#### What is being asked
The response must be a precise copy of the records that follow.

(Natural language region descriptions)
Content starts

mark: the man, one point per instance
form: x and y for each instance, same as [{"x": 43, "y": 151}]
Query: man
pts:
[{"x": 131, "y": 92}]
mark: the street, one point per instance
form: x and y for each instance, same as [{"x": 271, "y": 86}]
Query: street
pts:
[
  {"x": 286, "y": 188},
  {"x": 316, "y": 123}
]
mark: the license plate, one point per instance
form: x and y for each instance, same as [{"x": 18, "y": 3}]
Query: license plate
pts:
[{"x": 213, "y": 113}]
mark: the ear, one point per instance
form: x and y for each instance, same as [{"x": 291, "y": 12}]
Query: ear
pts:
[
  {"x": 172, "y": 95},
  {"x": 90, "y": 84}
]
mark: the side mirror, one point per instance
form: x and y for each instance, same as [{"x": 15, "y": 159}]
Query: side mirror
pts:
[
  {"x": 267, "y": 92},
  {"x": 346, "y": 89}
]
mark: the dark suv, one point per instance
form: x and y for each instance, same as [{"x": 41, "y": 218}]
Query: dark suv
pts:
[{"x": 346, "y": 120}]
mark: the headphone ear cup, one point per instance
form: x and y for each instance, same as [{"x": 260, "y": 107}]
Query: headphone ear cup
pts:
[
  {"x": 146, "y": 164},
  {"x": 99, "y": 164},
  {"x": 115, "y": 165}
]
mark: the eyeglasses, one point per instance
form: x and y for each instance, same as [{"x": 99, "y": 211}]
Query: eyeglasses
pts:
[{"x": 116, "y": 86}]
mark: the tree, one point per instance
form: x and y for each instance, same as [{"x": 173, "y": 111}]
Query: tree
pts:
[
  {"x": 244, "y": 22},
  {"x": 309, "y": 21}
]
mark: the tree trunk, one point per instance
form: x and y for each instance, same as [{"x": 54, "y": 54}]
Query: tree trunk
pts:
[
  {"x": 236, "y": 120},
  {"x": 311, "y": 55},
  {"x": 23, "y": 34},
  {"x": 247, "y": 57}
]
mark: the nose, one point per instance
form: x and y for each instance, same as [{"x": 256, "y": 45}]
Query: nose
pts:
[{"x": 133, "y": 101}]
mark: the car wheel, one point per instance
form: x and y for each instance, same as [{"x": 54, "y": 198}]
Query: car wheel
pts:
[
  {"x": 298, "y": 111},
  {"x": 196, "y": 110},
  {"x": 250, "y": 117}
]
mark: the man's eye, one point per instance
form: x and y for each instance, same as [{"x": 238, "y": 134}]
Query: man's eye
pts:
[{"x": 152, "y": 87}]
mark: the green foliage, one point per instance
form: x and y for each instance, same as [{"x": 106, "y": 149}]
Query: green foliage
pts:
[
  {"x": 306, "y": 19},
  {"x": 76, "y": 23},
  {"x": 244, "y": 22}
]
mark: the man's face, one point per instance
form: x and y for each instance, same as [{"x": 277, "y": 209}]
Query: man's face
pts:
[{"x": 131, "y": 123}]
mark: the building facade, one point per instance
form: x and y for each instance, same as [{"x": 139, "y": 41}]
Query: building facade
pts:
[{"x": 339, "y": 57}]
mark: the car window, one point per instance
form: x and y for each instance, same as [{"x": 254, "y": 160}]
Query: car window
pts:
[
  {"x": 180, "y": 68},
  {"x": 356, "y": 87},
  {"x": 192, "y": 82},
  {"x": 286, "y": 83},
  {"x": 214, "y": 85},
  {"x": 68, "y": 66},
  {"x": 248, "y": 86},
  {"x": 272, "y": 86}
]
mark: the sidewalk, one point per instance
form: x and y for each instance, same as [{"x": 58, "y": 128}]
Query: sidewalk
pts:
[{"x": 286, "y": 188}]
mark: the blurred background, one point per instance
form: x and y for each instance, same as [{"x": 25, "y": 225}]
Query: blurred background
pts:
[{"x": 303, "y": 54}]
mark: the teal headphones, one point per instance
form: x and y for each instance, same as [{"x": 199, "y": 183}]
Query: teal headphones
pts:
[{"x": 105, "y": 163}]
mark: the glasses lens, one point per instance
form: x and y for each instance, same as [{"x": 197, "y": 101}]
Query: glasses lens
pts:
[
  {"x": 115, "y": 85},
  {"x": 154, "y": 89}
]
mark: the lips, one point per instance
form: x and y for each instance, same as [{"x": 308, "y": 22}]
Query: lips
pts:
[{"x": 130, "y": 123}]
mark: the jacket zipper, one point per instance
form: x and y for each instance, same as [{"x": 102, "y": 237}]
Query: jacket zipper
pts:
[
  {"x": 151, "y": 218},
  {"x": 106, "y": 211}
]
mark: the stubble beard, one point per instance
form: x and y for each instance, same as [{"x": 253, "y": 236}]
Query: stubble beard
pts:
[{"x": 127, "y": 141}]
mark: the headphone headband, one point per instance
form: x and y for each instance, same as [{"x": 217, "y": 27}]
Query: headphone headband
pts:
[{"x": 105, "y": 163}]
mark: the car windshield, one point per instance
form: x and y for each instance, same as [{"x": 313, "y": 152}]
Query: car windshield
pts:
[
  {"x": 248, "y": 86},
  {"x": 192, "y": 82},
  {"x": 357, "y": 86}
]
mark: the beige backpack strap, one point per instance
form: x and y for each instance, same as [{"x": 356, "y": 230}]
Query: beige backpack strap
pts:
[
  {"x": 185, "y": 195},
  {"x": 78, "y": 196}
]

Content ends

#### Result of the task
mark: the man, one point per instance
form: x and y for each instance, same as [{"x": 43, "y": 151}]
Query: man
pts:
[{"x": 131, "y": 92}]
mark: the street, one point per instance
form: x and y for each instance, same as [{"x": 271, "y": 86}]
Query: street
pts:
[
  {"x": 286, "y": 188},
  {"x": 316, "y": 123}
]
mark: the license plate, one point per instance
form: x and y for each instance, same as [{"x": 18, "y": 3}]
Query: license plate
pts:
[{"x": 213, "y": 113}]
mark: the ear, one point per instance
form: x and y for each instance, same as [{"x": 291, "y": 12}]
Query: ear
pts:
[
  {"x": 172, "y": 95},
  {"x": 90, "y": 84}
]
mark: the side mirror, one point per instance
form: x and y for each instance, same as [{"x": 15, "y": 159}]
Query: side mirror
pts:
[
  {"x": 267, "y": 92},
  {"x": 346, "y": 89}
]
mark: the dark suv, one point per instance
form: x and y for each instance, same as [{"x": 41, "y": 218}]
Query: dark suv
pts:
[{"x": 346, "y": 120}]
mark: the headphone ear cup, one point per instance
form: x and y for each instance, same as [{"x": 260, "y": 107}]
Query: headphone ear cup
pts:
[
  {"x": 146, "y": 164},
  {"x": 99, "y": 164},
  {"x": 115, "y": 165}
]
mark: the eyeglasses, one point per instance
form: x and y for each instance, same as [{"x": 99, "y": 211}]
Query: eyeglasses
pts:
[{"x": 116, "y": 86}]
mark: the tree, one point per instance
form: x and y for each instance, same as [{"x": 173, "y": 111}]
Query: tree
pts:
[
  {"x": 244, "y": 22},
  {"x": 309, "y": 21}
]
mark: the tree trunk, one point per instance
form: x and y for each instance, same as [{"x": 54, "y": 54}]
Query: tree trunk
pts:
[
  {"x": 236, "y": 120},
  {"x": 311, "y": 55},
  {"x": 23, "y": 34},
  {"x": 247, "y": 57}
]
mark: the nose, one point per instance
form: x and y for each instance, same as [{"x": 256, "y": 45}]
Query: nose
pts:
[{"x": 133, "y": 101}]
mark: the car wheel, one point per instance
form: x and y for each instance, same as [{"x": 54, "y": 198}]
Query: car wheel
pts:
[
  {"x": 298, "y": 111},
  {"x": 196, "y": 110},
  {"x": 250, "y": 117}
]
mark: the man's eye, one point per instance
form: x and y for each instance, same as [{"x": 238, "y": 134}]
Query: man's eye
pts:
[{"x": 152, "y": 87}]
mark: the green foliage, one point per instance
form: x and y for each instance, same as [{"x": 106, "y": 149}]
Query: green foliage
pts:
[
  {"x": 306, "y": 19},
  {"x": 76, "y": 23},
  {"x": 244, "y": 22}
]
mark: the man's face, one point per instance
form: x and y for each instance, same as [{"x": 277, "y": 209}]
Query: man's face
pts:
[{"x": 131, "y": 123}]
mark: the building facade, one point per instance
form: x and y for each instance, same as [{"x": 139, "y": 41}]
Query: building facade
pts:
[{"x": 339, "y": 57}]
mark: the car window, one point per instance
form: x and y for each instance, same as [{"x": 254, "y": 160}]
Query: car window
pts:
[
  {"x": 180, "y": 68},
  {"x": 356, "y": 87},
  {"x": 192, "y": 82},
  {"x": 286, "y": 83},
  {"x": 214, "y": 85},
  {"x": 68, "y": 66},
  {"x": 248, "y": 86},
  {"x": 272, "y": 86}
]
mark: the sidewalk, one point per instance
form: x and y for each instance, same as [{"x": 58, "y": 128}]
Query: sidewalk
pts:
[{"x": 286, "y": 188}]
mark: the blurred background, one point per instance
form: x and y for each instance, same as [{"x": 25, "y": 225}]
Query: blurred background
pts:
[{"x": 303, "y": 54}]
mark: the teal headphones, one point per instance
form: x and y for each instance, same as [{"x": 199, "y": 183}]
Query: teal headphones
pts:
[{"x": 105, "y": 163}]
mark: the glasses lens, one point per instance
form: x and y for each instance, same as [{"x": 197, "y": 101}]
Query: glasses lens
pts:
[
  {"x": 115, "y": 85},
  {"x": 154, "y": 89}
]
mark: the lips, one point per instance
form: x and y for each instance, same as [{"x": 308, "y": 22}]
Query: lips
pts:
[{"x": 130, "y": 123}]
mark: the jacket zipper, one point per instance
form: x and y for each instance, same as [{"x": 102, "y": 237}]
Query: jacket zipper
pts:
[
  {"x": 151, "y": 218},
  {"x": 106, "y": 211}
]
mark: the stubble beard, one point per instance
form: x and y for each instance, same as [{"x": 253, "y": 236}]
Query: stubble beard
pts:
[{"x": 127, "y": 141}]
mark: the headphone headband, one point per instance
form: x and y for each instance, same as [{"x": 217, "y": 27}]
Query: headphone headband
pts:
[{"x": 105, "y": 163}]
mark: the car windshield, one point per instance
form: x and y for each instance, same as [{"x": 313, "y": 152}]
Query: car windshield
pts:
[
  {"x": 248, "y": 86},
  {"x": 192, "y": 82},
  {"x": 357, "y": 86}
]
mark: the beige backpack strap, one point per instance
form: x and y for each instance, same as [{"x": 356, "y": 230}]
Query: beige backpack strap
pts:
[
  {"x": 185, "y": 195},
  {"x": 78, "y": 196}
]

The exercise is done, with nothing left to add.